===== Dataset content =====

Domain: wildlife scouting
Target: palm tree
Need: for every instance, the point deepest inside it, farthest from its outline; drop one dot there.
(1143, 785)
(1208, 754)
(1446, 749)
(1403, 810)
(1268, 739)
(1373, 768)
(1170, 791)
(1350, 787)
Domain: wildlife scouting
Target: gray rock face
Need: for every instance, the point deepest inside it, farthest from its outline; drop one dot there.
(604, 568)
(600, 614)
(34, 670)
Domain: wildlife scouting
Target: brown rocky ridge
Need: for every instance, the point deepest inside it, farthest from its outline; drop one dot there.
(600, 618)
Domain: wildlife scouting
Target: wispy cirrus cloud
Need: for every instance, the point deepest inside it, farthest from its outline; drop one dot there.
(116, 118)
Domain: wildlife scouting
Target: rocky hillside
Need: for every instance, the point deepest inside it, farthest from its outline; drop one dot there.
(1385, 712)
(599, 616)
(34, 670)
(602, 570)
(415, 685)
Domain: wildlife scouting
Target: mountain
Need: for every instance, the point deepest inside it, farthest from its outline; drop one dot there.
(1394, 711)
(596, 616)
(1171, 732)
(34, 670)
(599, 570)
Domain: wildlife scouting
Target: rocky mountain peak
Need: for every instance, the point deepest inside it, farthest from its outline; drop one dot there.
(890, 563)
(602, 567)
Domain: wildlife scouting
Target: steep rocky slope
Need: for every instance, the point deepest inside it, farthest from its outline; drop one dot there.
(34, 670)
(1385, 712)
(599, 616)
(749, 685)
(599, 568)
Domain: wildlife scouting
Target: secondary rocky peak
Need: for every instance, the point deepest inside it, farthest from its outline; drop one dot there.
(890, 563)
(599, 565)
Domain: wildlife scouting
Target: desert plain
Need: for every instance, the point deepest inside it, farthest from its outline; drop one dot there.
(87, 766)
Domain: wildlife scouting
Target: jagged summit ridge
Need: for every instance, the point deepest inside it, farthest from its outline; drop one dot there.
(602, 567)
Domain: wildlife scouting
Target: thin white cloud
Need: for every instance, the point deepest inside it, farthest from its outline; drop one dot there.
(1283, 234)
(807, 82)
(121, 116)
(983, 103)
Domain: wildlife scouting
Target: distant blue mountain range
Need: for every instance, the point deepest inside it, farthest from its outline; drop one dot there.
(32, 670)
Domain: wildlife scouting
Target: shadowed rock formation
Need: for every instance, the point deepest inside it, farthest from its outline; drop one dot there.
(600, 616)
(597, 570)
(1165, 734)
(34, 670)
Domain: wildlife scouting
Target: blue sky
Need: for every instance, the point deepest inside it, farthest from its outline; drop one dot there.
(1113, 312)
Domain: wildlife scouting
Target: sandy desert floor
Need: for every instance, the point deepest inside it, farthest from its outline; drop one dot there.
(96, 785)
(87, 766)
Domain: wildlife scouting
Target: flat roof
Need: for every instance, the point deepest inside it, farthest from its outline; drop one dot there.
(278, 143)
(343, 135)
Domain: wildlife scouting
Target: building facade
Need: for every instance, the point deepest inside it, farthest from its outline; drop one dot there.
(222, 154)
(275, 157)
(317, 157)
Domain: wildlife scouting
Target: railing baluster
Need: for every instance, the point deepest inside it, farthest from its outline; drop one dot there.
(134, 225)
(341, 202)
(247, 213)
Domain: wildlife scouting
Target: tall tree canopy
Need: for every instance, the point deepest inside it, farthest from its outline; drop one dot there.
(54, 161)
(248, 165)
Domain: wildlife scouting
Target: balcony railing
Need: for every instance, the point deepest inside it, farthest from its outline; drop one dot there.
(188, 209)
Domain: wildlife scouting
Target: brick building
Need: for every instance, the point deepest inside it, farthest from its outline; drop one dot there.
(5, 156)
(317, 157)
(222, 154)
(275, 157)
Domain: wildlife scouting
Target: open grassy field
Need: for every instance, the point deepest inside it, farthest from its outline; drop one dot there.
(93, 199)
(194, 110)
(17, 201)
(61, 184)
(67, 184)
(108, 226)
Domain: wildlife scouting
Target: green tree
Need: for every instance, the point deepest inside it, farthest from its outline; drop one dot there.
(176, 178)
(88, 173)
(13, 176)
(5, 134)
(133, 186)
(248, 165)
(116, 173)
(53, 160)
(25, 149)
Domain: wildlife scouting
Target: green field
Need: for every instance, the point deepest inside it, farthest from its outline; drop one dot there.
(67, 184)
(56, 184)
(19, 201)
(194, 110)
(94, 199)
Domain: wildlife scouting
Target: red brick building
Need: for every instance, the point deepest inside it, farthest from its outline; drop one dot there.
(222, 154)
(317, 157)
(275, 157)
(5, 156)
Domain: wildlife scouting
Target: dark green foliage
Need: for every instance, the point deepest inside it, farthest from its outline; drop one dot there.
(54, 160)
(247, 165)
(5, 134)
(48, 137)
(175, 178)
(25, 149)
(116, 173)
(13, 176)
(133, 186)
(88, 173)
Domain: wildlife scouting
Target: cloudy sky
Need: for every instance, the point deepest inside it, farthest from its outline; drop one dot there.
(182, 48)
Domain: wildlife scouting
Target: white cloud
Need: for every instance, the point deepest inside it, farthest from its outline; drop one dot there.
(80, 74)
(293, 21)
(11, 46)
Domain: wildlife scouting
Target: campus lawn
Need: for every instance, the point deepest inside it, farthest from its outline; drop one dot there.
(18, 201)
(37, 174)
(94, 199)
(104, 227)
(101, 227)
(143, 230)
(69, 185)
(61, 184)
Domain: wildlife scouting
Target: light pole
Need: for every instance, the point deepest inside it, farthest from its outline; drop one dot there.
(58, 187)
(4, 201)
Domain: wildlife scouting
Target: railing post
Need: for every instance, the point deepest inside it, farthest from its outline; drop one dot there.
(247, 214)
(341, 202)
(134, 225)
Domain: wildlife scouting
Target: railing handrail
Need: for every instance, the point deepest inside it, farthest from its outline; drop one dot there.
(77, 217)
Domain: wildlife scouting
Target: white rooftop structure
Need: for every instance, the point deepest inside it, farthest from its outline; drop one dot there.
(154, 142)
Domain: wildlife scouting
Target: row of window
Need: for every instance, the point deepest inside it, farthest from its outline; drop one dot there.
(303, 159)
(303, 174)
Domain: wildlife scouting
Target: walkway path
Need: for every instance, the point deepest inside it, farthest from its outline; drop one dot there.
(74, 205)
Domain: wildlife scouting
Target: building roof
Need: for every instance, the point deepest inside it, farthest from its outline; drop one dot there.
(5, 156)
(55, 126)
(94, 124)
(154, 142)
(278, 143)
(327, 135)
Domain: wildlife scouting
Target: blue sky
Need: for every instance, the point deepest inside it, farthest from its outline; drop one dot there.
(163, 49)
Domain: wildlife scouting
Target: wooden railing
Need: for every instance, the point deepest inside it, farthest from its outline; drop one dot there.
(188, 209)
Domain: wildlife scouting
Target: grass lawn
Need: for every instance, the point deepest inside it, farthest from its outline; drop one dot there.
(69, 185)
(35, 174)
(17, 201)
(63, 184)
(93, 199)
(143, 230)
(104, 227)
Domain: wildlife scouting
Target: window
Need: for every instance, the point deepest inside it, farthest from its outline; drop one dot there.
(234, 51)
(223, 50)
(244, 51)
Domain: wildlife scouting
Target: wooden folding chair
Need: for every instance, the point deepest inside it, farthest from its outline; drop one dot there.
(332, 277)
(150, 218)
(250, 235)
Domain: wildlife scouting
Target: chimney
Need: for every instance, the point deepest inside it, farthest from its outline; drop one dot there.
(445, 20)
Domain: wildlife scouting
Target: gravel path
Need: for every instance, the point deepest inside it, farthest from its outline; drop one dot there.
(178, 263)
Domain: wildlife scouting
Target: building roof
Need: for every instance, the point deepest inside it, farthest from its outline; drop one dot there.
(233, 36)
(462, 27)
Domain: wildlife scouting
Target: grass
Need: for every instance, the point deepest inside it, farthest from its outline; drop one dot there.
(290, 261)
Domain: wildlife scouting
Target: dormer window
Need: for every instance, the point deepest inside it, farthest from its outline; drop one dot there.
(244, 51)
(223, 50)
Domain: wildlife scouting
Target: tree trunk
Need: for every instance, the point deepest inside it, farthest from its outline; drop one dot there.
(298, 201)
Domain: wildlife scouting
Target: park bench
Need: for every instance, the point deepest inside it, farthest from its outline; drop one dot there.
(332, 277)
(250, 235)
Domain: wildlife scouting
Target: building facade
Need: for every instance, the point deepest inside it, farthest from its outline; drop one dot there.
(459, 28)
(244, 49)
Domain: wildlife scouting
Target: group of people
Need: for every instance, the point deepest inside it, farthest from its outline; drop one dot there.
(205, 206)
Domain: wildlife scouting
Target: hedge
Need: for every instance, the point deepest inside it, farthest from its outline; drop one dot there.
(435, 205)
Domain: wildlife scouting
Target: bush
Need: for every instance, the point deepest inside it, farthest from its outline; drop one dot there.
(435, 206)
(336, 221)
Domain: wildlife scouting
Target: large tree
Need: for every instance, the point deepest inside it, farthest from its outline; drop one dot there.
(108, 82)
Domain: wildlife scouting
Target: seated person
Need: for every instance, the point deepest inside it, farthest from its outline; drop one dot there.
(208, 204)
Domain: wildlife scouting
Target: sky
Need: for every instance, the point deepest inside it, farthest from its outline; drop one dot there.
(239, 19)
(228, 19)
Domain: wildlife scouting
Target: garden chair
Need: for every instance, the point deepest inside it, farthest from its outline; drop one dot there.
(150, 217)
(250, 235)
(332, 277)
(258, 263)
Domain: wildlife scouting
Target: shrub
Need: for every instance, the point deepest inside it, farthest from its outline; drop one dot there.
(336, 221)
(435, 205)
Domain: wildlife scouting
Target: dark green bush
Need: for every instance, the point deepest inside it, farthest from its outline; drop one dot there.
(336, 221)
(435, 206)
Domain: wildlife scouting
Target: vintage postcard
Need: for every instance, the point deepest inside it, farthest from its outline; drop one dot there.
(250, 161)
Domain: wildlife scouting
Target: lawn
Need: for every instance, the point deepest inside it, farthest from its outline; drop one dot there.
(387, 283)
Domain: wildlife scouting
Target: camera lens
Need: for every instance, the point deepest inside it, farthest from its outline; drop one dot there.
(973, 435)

=====

• Problem to solve
Tally the lines in the records above that contain the string "lawn", treating uppercase and lowercase as different, and reply with the number alone.

• Problem solution
3